Analysis of Kim Jong Il’s “Straddle Strategy”

[imText1]The conflict between the US and DPRK on the North Korean nuclear issue is heading to an end. In April, when the nuclear testing was addressed as a real possibility, it is known that some interesting talks have been exchanged among the North Korean cadres. Although sources cannot be revealed, the main contents are as the following.

① “Something really good will happen in our country (North Korea) in June”
② “Nuclear testing is only a bait, in reality, it will be a ballistic missile testing.”
③ “Recently Kim Jong Il sent down an unprecedented document complimenting on the hard work of the (nuclear) development team”

The sources of the above information are not transparent and such internal rumors are unreliable.

If, however, in reality North Korea does not have capacity or desire to conduct a nuclear testing, then it cannot be anything else but North Korean strategy to create fear with false threats in order to manipulate the six party talks or negotiations with the US. We can just ignore it.

About the second information, if the missile testing is true, then North Korean “whining” will be much more elevated.

However, if the third information is true, that the small nuclear weapon production was successfully achieved, then we must understand Kim Jong Il’s persistent nuclear pursuant as his “new survival strategy.”

Kim Jong Il is Likely to Make a Subjective Decision

Which of them will be the right answer? Among the North Korea experts, the optimistic beliefs of either that there is zero possibility of nuclear testing or it is “a new bargaining strategy” are dominantly pervasive.

Such optimists argue, “If the decision is made subjectively, there is nothing North Korean can gain from the nuclear testing.” Even if North Korea had capacity to conduct a nuclear testing, they argue, “if North Korea enforces nuclear testing, it will be self destructed with the nuclear” (Ban Ki Mun, ROK minister of Foreign Affairs and Trade). From this perspective, the “something good” that can happen to North Korea in June would mean its return to the six party talks.

In reality, if we look at the matter in an objective and unemotional, we could make such kind of analysis. However, the important point here is whether Kim Jong Il is capable of making an unemotional and objective decision. I have a great doubt on Kim Jong Il’s decision making ability from what I have studied of him. It is highly likely that Kim Jong Il will be driven by the internal atmosphere, in other words North Korea’s internal political forces, and lose objectivity and make a subjective decision.

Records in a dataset
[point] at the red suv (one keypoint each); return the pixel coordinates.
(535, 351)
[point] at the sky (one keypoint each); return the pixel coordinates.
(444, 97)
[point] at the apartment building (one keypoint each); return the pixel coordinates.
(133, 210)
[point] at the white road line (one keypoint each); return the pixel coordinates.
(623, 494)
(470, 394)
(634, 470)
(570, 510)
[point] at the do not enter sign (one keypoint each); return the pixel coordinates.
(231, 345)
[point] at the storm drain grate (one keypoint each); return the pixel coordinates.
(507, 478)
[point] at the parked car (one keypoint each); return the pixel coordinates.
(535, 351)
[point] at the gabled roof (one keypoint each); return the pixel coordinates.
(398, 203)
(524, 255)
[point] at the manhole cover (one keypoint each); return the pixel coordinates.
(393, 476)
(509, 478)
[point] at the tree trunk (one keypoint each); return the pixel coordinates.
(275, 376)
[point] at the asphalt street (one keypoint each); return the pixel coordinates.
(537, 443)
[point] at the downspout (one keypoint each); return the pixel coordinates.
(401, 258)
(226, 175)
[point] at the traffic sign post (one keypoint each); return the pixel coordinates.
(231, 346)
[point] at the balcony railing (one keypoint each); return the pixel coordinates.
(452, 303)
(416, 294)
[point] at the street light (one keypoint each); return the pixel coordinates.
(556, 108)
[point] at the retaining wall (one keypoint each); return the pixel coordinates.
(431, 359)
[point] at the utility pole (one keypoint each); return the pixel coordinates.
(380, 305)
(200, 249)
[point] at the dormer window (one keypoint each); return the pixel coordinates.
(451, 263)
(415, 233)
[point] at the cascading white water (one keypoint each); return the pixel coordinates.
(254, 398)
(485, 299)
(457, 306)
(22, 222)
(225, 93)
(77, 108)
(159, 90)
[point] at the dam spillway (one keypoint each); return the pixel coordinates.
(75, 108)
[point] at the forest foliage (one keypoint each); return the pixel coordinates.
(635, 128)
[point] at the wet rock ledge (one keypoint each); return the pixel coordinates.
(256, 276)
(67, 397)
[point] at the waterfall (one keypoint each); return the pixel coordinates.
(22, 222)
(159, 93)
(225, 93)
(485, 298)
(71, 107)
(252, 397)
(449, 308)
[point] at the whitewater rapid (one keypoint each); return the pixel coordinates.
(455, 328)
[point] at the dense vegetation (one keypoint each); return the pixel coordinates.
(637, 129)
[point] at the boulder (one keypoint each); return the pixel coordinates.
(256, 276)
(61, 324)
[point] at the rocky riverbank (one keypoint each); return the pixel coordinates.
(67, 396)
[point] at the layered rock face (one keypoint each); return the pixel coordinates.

Objective
Set down the passage of the analysis of Kim Jong Il's strategy word for word, everything from "Which of them" down to "are dominantly pervasive.".

Problem solution
Which of them will be the right answer? Among the North Korea experts, the optimistic beliefs of either that there is zero possibility of nuclear testing or it is “a new bargaining strategy” are dominantly pervasive.